**Passage shown**

- - -

# Men if your wife told you that



## yellowstar (Jun 18, 2012)

Physical touch is her 'love language' (from 5LL) and in general that "Hey I feel loved when you hug, kiss and overall touch me more. When we're physical is when I feel really loved"---

Would you listen and do that? Husband does it for about a week or 2. I tell him again I like a physical connection the best. Obviously trust and respect have to be there but I really like physical touch. 


I hate it, he does listen for about then its back to square one. Its so frustrating. And no "taking care of myself" won't satisy this need. 
_Posted via Mobile Device_


----------



## I Notice The Details (Sep 15, 2012)

Men sometimes need to hear things again and again to develop new habits. Keep telling him how important it is to you, and that you feel fantastic when he does________. Keep telling him, he will eventually get it if he cares about you.

My love language is physical touch. I wish my wife got that, but I keep telling her, and she does try. I got the Five Love Languages book on tape, so she could listen in her car. It has made a big difference.

- - -

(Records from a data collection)
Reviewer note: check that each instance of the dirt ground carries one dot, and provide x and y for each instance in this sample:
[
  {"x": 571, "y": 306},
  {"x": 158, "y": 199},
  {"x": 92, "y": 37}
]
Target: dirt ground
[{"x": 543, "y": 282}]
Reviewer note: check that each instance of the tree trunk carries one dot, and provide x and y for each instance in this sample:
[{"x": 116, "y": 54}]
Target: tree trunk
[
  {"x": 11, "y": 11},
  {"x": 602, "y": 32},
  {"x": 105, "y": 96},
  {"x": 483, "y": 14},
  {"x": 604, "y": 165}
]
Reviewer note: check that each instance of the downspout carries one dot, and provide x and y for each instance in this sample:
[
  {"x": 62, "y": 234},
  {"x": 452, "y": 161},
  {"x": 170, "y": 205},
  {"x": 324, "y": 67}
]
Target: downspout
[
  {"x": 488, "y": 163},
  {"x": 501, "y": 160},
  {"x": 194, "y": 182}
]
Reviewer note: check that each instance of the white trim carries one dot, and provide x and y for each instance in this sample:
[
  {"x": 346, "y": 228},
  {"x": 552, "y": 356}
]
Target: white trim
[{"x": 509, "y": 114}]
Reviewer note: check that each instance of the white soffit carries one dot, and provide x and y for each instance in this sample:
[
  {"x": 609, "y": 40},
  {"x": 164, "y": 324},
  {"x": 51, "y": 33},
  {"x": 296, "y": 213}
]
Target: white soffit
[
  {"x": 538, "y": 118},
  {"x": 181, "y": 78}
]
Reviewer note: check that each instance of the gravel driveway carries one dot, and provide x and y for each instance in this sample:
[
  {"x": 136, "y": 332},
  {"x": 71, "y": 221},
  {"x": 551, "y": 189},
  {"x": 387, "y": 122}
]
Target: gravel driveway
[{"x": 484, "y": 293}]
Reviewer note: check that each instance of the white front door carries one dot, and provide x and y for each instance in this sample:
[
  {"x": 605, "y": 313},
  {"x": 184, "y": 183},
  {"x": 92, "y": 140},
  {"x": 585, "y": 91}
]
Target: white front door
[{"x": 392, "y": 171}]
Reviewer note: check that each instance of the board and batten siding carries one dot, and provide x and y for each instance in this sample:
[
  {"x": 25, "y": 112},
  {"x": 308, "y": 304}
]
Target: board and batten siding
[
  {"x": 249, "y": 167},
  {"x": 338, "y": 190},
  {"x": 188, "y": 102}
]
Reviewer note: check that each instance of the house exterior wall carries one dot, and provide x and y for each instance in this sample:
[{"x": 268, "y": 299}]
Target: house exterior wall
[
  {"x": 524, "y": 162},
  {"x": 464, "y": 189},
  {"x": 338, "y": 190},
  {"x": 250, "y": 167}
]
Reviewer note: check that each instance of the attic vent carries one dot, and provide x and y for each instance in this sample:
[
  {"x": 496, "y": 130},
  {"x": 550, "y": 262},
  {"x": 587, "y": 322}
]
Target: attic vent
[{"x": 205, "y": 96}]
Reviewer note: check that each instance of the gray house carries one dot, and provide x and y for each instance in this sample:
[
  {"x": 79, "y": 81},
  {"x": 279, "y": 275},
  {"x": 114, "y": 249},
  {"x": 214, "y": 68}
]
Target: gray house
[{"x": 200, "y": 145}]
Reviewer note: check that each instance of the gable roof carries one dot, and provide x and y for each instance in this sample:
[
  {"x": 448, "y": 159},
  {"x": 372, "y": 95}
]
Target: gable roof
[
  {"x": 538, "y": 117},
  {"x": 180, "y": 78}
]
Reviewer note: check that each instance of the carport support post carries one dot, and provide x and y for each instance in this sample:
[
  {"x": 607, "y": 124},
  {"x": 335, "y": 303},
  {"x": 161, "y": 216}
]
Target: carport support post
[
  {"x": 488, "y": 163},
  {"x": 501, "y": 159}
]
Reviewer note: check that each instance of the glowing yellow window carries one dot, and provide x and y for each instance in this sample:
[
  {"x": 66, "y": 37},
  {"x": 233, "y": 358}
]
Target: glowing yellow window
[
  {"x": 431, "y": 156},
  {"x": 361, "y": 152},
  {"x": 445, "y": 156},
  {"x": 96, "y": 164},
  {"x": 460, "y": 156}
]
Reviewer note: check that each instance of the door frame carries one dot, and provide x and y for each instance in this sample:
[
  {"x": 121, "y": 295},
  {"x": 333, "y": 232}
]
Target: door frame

- - -

**Instructions**
1. According to the forum thread, what did the second poster get so that their wife could listen to it in her car?
2. Transcribe the forum thread from "## I Notice" to "cares about you.".
Work from the forum thread alone.

**Results for the exercise**
1. The Five Love Languages book on tape.

2.
## I Notice The Details (Sep 15, 2012)

Men sometimes need to hear things again and again to develop new habits. Keep telling him how important it is to you, and that you feel fantastic when he does________. Keep telling him, he will eventually get it if he cares about you.